What do the lines say from the one containing "Target: stream" to the end of the records? Restate them word for word, and only those.

>> begin Entries

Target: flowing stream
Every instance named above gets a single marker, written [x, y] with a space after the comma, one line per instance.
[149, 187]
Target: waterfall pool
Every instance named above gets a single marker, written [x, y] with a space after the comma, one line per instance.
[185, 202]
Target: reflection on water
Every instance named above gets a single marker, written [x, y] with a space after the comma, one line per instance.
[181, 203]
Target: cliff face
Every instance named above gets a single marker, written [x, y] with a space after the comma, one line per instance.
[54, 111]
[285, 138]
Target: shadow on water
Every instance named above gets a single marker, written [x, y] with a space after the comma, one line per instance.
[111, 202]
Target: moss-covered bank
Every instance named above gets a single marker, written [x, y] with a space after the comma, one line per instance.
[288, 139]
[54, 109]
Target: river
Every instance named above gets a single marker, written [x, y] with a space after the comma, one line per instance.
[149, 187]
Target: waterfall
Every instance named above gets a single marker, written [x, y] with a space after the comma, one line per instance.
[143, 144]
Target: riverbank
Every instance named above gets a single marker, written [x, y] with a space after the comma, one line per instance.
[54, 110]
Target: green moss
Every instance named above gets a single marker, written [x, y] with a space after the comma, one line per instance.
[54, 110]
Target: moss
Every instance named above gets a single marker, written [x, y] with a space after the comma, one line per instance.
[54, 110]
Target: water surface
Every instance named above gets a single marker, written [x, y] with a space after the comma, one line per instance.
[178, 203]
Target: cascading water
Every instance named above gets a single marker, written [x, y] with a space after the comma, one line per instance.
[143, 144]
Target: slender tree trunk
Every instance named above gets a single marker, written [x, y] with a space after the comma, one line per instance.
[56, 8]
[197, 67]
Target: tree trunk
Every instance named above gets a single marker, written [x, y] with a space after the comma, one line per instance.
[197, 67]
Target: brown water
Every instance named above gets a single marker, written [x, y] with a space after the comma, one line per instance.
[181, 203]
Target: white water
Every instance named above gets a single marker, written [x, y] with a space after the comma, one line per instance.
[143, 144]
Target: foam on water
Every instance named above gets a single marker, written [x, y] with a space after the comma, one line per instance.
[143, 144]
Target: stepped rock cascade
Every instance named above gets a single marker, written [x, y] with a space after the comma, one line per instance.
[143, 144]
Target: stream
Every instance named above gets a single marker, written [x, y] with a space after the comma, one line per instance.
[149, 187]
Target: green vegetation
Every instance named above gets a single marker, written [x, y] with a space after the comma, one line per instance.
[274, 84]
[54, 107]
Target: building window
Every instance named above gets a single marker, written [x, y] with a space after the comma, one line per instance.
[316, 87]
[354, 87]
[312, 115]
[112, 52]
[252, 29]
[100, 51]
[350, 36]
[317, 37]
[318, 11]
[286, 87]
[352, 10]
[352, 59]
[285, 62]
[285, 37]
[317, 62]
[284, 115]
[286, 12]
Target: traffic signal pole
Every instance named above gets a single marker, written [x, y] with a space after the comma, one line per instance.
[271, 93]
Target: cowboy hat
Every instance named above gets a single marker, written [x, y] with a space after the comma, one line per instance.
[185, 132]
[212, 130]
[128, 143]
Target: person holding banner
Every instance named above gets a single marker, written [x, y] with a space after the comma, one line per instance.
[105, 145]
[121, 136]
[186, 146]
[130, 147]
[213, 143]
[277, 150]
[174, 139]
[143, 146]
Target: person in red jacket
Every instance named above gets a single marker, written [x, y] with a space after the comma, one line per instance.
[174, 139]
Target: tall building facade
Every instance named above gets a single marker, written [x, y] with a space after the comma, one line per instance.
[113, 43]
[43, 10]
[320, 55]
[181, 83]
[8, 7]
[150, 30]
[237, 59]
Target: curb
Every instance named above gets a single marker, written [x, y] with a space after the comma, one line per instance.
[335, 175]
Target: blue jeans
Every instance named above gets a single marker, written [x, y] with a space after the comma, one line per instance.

>> end Entries

▶ Reply:
Target: stream
Every instance named above gets a single marker, written [x, y] with a space after the comma, one line per instance.
[149, 187]
Target: green vegetation
Every instance named above gets a single marker, written [x, y] with a space after the comma, one line per instance.
[274, 84]
[54, 107]
Target: building window
Every instance named above gets a single marker, written [x, y] with a space after the comma, one line per instance.
[316, 87]
[354, 87]
[312, 115]
[112, 52]
[252, 29]
[100, 51]
[350, 36]
[317, 37]
[318, 11]
[286, 87]
[352, 10]
[352, 59]
[285, 62]
[285, 37]
[317, 62]
[284, 115]
[286, 12]
Target: traffic signal pole
Every instance named above gets a single marker, written [x, y] with a space after the comma, one line per instance.
[271, 93]
Target: cowboy hat
Every instance named above gets a single marker, written [x, y] with a space after the comma, one line per instance.
[185, 132]
[212, 130]
[128, 143]
Target: person holding banner
Every instance named above gets a single marker, written [x, y] with a space after the comma, one line per instance.
[105, 145]
[121, 136]
[186, 146]
[130, 147]
[213, 143]
[277, 150]
[174, 139]
[143, 146]
Target: person in red jacket
Every instance named above gets a single marker, written [x, y] with a space after the comma, one line per instance.
[174, 139]
Target: tall building facade
Every instance named above gets a single marker, written [x, y] with a space after the comma, one line per instance.
[113, 43]
[43, 10]
[320, 55]
[181, 83]
[8, 7]
[150, 30]
[237, 59]
Target: curb
Every instance named above gets a single marker, written [x, y] with a space after the comma, one line per instance.
[335, 175]
Target: blue jeans
Every instance named above gets a single marker, written [x, y] with a space after the comma, one line per instance.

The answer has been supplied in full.